**TASK REQUIREMENTS**
Rewrite all of the records below with "single point" replaced by "single dot" and everything else unchanged. Leave the pictures out.

**DATA LINES**
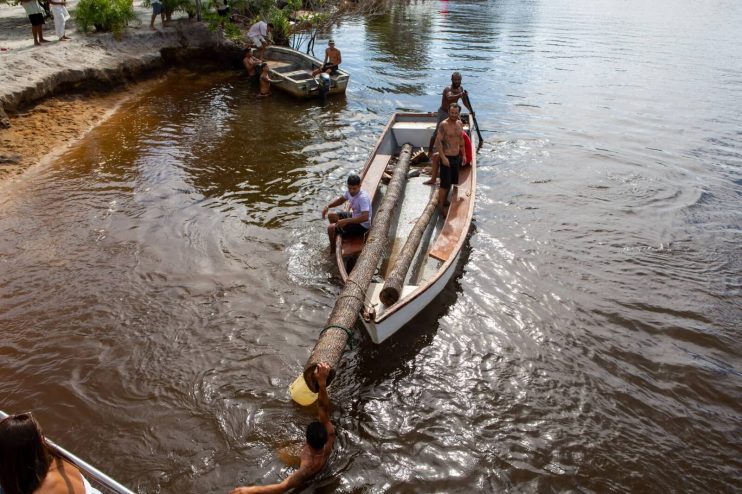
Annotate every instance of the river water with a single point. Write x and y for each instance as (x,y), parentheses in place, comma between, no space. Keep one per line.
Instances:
(163,281)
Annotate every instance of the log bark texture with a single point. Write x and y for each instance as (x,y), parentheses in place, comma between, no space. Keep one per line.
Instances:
(395,279)
(331,344)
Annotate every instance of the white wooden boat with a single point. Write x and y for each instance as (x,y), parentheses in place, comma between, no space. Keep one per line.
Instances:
(97,479)
(441,245)
(294,69)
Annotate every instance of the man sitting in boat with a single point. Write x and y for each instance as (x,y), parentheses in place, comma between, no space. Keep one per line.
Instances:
(333,59)
(357,220)
(450,146)
(30,465)
(265,82)
(251,62)
(314,455)
(258,34)
(450,95)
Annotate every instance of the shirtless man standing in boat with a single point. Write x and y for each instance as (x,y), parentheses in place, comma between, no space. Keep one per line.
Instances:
(452,94)
(333,59)
(314,455)
(450,145)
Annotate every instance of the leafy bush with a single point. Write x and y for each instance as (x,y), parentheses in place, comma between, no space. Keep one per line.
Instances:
(104,15)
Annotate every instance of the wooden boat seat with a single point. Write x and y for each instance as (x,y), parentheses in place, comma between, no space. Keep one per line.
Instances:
(374,172)
(456,220)
(352,245)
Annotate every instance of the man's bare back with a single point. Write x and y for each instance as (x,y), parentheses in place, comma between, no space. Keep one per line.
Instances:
(332,55)
(313,459)
(449,134)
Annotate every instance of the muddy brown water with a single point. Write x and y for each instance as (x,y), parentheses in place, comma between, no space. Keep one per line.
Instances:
(163,281)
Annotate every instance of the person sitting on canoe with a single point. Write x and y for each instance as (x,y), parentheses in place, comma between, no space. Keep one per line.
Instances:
(436,159)
(314,454)
(265,82)
(258,34)
(357,220)
(30,465)
(251,62)
(333,59)
(451,94)
(450,145)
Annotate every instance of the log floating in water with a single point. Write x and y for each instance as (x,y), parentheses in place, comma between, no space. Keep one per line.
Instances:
(395,279)
(331,344)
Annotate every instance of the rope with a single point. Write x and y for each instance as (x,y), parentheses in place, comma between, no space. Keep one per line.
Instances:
(348,331)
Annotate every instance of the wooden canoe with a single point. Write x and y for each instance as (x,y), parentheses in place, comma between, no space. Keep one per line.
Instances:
(437,255)
(295,71)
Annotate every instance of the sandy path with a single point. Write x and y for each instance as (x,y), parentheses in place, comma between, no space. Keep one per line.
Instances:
(42,124)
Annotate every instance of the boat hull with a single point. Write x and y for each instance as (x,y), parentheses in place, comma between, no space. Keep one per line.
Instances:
(440,249)
(294,69)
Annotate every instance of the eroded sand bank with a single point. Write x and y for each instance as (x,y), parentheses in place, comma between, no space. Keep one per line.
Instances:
(51,95)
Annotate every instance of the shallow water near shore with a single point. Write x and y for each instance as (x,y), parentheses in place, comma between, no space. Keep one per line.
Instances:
(163,281)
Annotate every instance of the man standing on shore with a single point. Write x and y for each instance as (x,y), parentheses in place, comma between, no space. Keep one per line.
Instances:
(59,11)
(314,455)
(157,9)
(36,17)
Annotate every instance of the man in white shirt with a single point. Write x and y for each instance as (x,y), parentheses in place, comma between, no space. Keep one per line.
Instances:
(357,220)
(258,33)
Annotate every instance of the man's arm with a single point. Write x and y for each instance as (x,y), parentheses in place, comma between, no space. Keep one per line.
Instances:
(337,202)
(358,219)
(323,401)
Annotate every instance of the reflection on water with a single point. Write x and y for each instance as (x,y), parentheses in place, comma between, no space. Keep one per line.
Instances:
(163,281)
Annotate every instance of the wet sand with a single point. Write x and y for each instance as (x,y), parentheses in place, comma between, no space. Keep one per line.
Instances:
(37,135)
(45,113)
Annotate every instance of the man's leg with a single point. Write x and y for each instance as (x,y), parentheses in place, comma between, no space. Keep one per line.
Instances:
(442,198)
(435,163)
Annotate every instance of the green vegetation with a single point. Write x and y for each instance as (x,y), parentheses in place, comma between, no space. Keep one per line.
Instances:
(104,15)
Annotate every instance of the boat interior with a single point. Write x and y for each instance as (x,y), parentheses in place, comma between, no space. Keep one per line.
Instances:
(442,234)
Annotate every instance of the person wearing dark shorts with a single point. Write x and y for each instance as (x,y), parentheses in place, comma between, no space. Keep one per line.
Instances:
(357,220)
(450,174)
(332,60)
(450,145)
(331,67)
(36,17)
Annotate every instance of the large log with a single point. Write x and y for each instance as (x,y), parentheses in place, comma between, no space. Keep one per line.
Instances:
(331,344)
(395,279)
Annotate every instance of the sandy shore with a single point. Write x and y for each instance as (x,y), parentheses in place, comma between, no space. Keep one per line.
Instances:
(51,95)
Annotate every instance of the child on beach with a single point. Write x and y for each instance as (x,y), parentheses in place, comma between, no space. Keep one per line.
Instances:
(61,16)
(36,17)
(265,82)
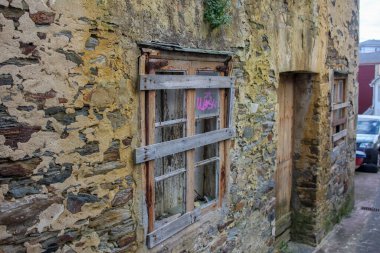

**ANSWER TO THIS PROBLEM**
Annotate every instance of the river water with a single dot. Write x and y for each instance as (x,y), parentheses in place, comma between, no space. Keep one per line.
Instances:
(163,281)
Annotate every instance of the log bark texture with a single dot. Write x and y for each instance as (x,y), parentheses in place, comma between, no space. Keep one per line.
Instances:
(395,279)
(331,344)
Annotate every instance of the white wooden boat with a single dot. Write x and y for each instance as (x,y), parentheses in place, comma between, no space. Keep one per line.
Instances:
(97,479)
(441,245)
(294,69)
Annotate every instance of the man sitting in boat with a single dot. Write x and y for each instance as (x,y), parentheses in place, comma between, no space. Keep one per line.
Instances:
(333,59)
(357,220)
(450,146)
(30,465)
(265,82)
(251,62)
(314,455)
(258,34)
(450,95)
Annotate every instance of the shirtless man standing in boat with a single dot. Write x and y for each instance as (x,y), parentheses in place, comma between, no space. Keep one per line.
Instances:
(452,94)
(333,59)
(314,455)
(450,145)
Annotate every instance of the leafy bush with a single dot. Write x and y for each instance as (x,y), parentheses in place, comma between, no space. Keep one per line.
Instances:
(104,15)
Annotate every instance of the wooden boat seat with a single dot. Write x and y for each instance as (x,y), parentheses in place, comma between, no space. Keep one per line.
Instances:
(374,172)
(456,220)
(352,245)
Annotate every instance of the man's bare back with a single dot. Write x and y for each instance as (x,y), parentheses in place, comma between, no space. Keep one per line.
Instances:
(332,55)
(313,459)
(449,134)
Annotate every instance of the muddy brown water with a single dot. Write x and y for each instance as (x,y), parentheses in place, comma between, no space. Keep one per line.
Instances:
(163,281)
Annotate every instance of the person sitting on canoe with a single dot. Write x and y for each instance as (x,y), parentheses in place, comma between, no space. Keep one per line.
Instances:
(436,159)
(314,454)
(265,82)
(258,34)
(357,220)
(30,465)
(251,62)
(333,59)
(451,94)
(450,145)
Annotate every instance of the log floating in water with a single dot. Write x and y for each instance as (x,y), parentheses in place, comma between, no space. Keep one per line.
Instances:
(395,279)
(331,344)
Annotate every instance of the rope with a single dot. Write x and y for each instance as (x,y), parentheses in place, comma between, no space. Keep one per line.
Instances:
(348,331)
Annotate every instance of the wooden canoe with a single dot. Write x and y for each instance as (x,y), parentheses in place, comma between, no space. Keep one per line.
Instances:
(437,255)
(295,71)
Annotate every instance of the sandy path with a single dot. Write x and y for each instance as (x,y), parentheses in place, comma between, no space. Keep one per line.
Instances:
(42,124)
Annotate every instance of the boat hull with a single dot. Write x and y for each instance as (x,y), parentheses in place, comma between, no space. Keep one per line.
Instances:
(440,249)
(294,69)
Annotate every instance of the eroded sand bank with a single dot. Write x and y for each instance as (x,y), parentheses in place, comma between, no space. Keep one per line.
Instances:
(51,95)
Annotate every instance of the shallow water near shore with a single dot. Write x and y for each instance as (x,y), parentheses in place, comma between, no space. Keep one per line.
Instances:
(163,281)
Annotate every instance of the man standing on shore with a single dot. Write x and y for each instance as (x,y), parentheses in place, comma between, no space. Keep one per line.
Instances:
(59,11)
(314,455)
(157,9)
(36,17)
Annotate every instance of the man in white shirt with a single dot. Write x and y for each instance as (x,y), parentheses in place, comma between, no space. Keep one per line.
Instances:
(357,220)
(258,33)
Annotate every instance of the man's arm with a single dot. Write x and y for each instance as (x,y), parentheses in place, comma between, no space. Keep one per line.
Instances:
(337,202)
(358,219)
(323,401)
Annotate every instance of the reflection on water with a single dot. Write x and y for each instance as (x,y), parentheses in place, comma between, no space. Keep one per line.
Instances:
(163,281)
Annotate every instance of the wet sand with a single dot. Write x and y for each instance as (x,y), parentheses in place, comma between, no space. Keep one per line.
Instances:
(37,135)
(45,113)
Annotate every instance of the man's leg with a single dot. Write x and y for each instance as (x,y), parentheses in place, comma between, no space. Keep one per line.
Instances:
(442,198)
(435,163)
Annotate every instance of the green vegetation with a single dot. Write x and y for each instance as (x,y), parentheses in place, comma between, no space. Keep one per line.
Instances:
(104,15)
Annotate every instance of the boat interior with a single dot. Write x and y for each instance as (x,y), parentheses in place, comma between, no space. Keep one per line.
Instances:
(442,234)
Annotate every instance of the person wearing dark shorts with a single dot. Write x and y for each instance as (x,y), parentheses in place, comma between, no space. Keep one per line.
Instances:
(357,220)
(450,174)
(332,60)
(450,145)
(331,67)
(36,17)
Annotate every instance of the large log with a single dot. Write x and y for each instance as (x,y), parentheses in place, comma between, no space. Keep one per line.
Instances:
(331,344)
(395,279)
Annotate every instance of the sandy shore with a single dot. Write x and y for each instance as (x,y), parentheses in place, comma between, no space. Keep one per line.
Instances:
(51,95)
Annotate every instance of the child on beach with a single dot. Write x and y for each instance as (x,y), parentheses in place, comma between, no space. Keep one per line.
Instances:
(61,16)
(36,17)
(265,82)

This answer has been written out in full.